[GIVEN TEXT]
>> BEGIN

TASCAM DA-P20 DAT Deck Low
noise microphone pre-amplifier modifications
Author: Graeme W. Gill
Date: 1994/4/20
Warning:
These modifications are not for the faint of heart.
No responsibility is taken by the author if any of these notes are
incorrect, or you stuff things up. The modifications are electrically
straight forward, but mechanically demanding, as there is not much
space in the recorder to add extra circuitry.
Background:
The TASCAM DA-P20 DAT recorder is (was) an
economical recorder capable of reasonable performance and unlike other
low cost (consumer) DAT records, came equipped with XLR inputs.
Unfortunately the Microphone input amplifiers have a less than
wonderful noise performance. A look at the circuit diagram quickly
shows why. The differential input amplifier is of the most simplistic
design, using an ordinary op-amp in the standard differential input
configurations. This means that both inputs have a considerable
resistor noise contribution, a contribution equivalent to about 10k
ohms. This is not good.
The modifications described here overcome this problem and give the
DA-P20 a microphone noise performance that is essentially limited by
the op-amp used.
Because of the construction of the input amplifier (lots of surface
mount devices) it is a risky operation to cut tracks. It is also
difficult to back out of the modifications if tracks have been cut. For
this reason I have devised the modifications to completely avoid
cutting tracks.
Components needed:
1 x LM837 Low noise quad
op-amp, in a 14 pin DIP package
1 x NEC PGA2A-05 5 Volt dual reed relay or
equivalent.
1 x BC337 or equivalent npn transistor.
1 x 1N1418 or equivalent small signal diode
4 x 47k resistors
4 x 1k0 1% or better resistors
2 x 47R resistors
1 x 5k6 resistor
1 x 10n bypass capacitor
1/4 watt resistors are satisfactory, but 1/8 watt sized resistors will
make construction easier. The matching of the 1k0 resistors will
determine the Common Mode Rejection Ratio. If you are adventurous you
could try using a lower noise op-amp than the LM837, but you will need
to make sure they are unity gain stable, 4 of them need to fit in a
space not much larger than a 14 pin DIP, and they need to be able to
drive a 600 ohm load. If the op-amp draws its input current the
opposite direction to the LM837 then you will need to reverse the
polarity of DE3 - DE6.

>> END

[WRITTEN EXERCISE A]
Answer these questions from the DAT pre-amp modification notes:
(i) About how many ohms is the resistor noise contribution of the original inputs equivalent to?
(ii) How many 47k resistors appear in the list of components needed?
(iii) What load must a substitute op-amp be able to drive?

[DATA SECTION]
>> BEGIN

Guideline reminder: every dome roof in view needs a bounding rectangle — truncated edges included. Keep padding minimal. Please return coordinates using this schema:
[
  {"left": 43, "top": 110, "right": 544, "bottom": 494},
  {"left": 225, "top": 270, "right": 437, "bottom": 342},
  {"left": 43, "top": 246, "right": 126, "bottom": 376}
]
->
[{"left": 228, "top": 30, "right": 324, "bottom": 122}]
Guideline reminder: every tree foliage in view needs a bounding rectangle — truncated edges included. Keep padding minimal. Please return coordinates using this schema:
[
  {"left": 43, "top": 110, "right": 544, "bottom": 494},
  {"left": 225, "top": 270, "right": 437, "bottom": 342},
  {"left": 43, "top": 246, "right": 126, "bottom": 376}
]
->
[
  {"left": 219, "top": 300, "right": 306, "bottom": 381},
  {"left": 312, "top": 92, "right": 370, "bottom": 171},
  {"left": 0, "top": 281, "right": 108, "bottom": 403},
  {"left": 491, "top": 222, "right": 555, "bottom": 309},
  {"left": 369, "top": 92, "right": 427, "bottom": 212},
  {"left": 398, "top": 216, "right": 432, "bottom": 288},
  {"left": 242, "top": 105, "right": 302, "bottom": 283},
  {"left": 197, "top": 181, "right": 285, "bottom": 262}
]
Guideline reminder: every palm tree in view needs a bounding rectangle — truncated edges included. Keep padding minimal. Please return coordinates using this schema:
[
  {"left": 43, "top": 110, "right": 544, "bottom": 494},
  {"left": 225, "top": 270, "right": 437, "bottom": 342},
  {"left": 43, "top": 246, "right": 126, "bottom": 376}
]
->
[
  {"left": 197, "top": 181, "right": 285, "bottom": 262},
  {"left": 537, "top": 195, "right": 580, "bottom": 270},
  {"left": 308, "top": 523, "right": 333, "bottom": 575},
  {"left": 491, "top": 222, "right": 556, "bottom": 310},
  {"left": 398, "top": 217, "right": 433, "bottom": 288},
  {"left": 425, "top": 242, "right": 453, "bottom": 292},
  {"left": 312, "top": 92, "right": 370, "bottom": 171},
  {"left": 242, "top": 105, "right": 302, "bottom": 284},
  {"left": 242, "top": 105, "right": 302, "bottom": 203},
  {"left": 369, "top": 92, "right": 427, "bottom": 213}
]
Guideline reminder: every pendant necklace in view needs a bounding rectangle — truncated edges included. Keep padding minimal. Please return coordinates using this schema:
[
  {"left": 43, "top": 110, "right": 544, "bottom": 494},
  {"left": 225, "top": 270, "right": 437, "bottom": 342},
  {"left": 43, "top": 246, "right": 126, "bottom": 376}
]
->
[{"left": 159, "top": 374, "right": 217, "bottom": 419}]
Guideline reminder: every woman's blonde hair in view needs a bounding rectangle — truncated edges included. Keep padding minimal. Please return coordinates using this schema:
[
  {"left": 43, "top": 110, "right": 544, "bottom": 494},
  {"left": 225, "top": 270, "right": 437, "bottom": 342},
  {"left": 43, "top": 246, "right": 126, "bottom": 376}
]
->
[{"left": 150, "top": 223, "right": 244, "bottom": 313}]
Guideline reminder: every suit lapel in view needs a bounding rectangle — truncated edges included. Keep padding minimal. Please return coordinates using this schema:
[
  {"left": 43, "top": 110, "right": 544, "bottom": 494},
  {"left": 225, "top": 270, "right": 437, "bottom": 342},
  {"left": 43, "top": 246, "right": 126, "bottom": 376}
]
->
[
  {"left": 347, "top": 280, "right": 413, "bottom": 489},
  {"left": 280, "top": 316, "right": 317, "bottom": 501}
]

>> END

[WRITTEN EXERCISE B]
Count the lines of the records that contain the string "woman", with case counting. Give only the number.

[EXERCISE OUTPUT A]
(i) About 10k ohms.
(ii) 4.
(iii) A 600 ohm load.

[EXERCISE OUTPUT B]
1